He mocked military veteran John McCain’s five years as a prisoner of war during Vietnam. And his poll numbers went up!

At a time when we as a country fight to stop bullying in our classrooms and on playgrounds and in the streets, a portion of the electorate is embracing that very behavior … for president!

Is anger removing civility? Gerson wrote:

[Trump] is a megaphone of resentment against elites and foreigners who are ruining our country, taking our jobs, raping our women or eating our lunch. And he promises to fix it all.

“I don’t care what his actual positions are,” says supporter Mark Cuban, owner of the Dallas Mavericks. “I don’t care if he says the wrong thing. He says what’s on his mind. He gives honest answers rather than prepared answers.”

This is the cult of spontaneity taken to its logical conclusion. In choosing a president, policy positions are held to be irrelevant. [emphasis added]

Even evangelical homeschool leader Michael Farris is stumped, writing on Facebook, “Are we out of our ever loving minds?”

----------------

▸ **Tasks to complete**:
**1.** Name every person mentioned in the commentary about Trump's candidacy.
**2.** Continue the commentary about Trump's candidacy after its final sentence.
The data after this point is not needed.

▸ **Listed records**:
----------------

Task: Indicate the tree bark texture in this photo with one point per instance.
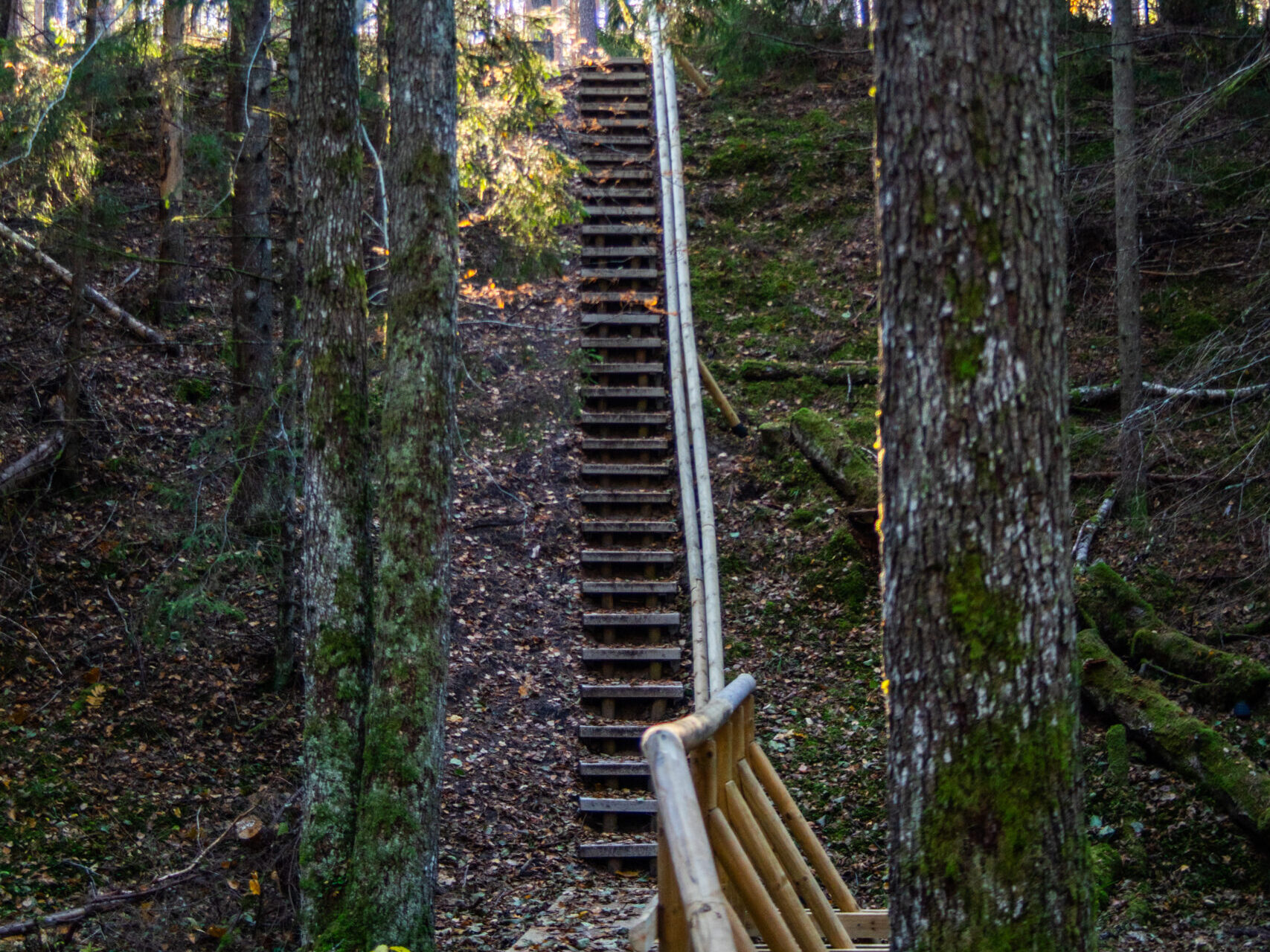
(251, 251)
(987, 842)
(587, 27)
(398, 817)
(336, 565)
(1128, 294)
(173, 244)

----------------

▸ **Answers for the exercise**:
**1.** John McCain, Gerson, Trump, Mark Cuban, Michael Farris

**2.**
Gerson summed up his thoughts on Trump’s candidacy and behavior:

I know that incivility is immoral and dangerous to democracy. People of faith in particular are called to speak and act on the assumption of shared human dignity. This does not rule out vigorous disagreement, but it forbids the cultivation of contempt and the issuing of threats.

I know that Trump is encouraging political fantasies. He is not preparing people for difficult choices, on, say, entitlements; he is assuring them that our problems could be easily solved if elites were not so corrupt. And he is wrong. Our problems are not easy.

And I know that the success of Trump would be the downfall of the GOP. Any party captured by rage and resentment will fail, and deserve it. Republicans should stand for responsible reform, not reckless populism.

During the Revolutionary War, according to historian Ron Chernow, George Washington had two officers review all of his speeches and much of his correspondence to make sure he avoided hasty language and off-the-cuff enthusiasm. The distance from Washington to Trump is not merely change but descent.

The first Republican debate is tonight. Will Trump play nice in the sandbox? Stay tuned….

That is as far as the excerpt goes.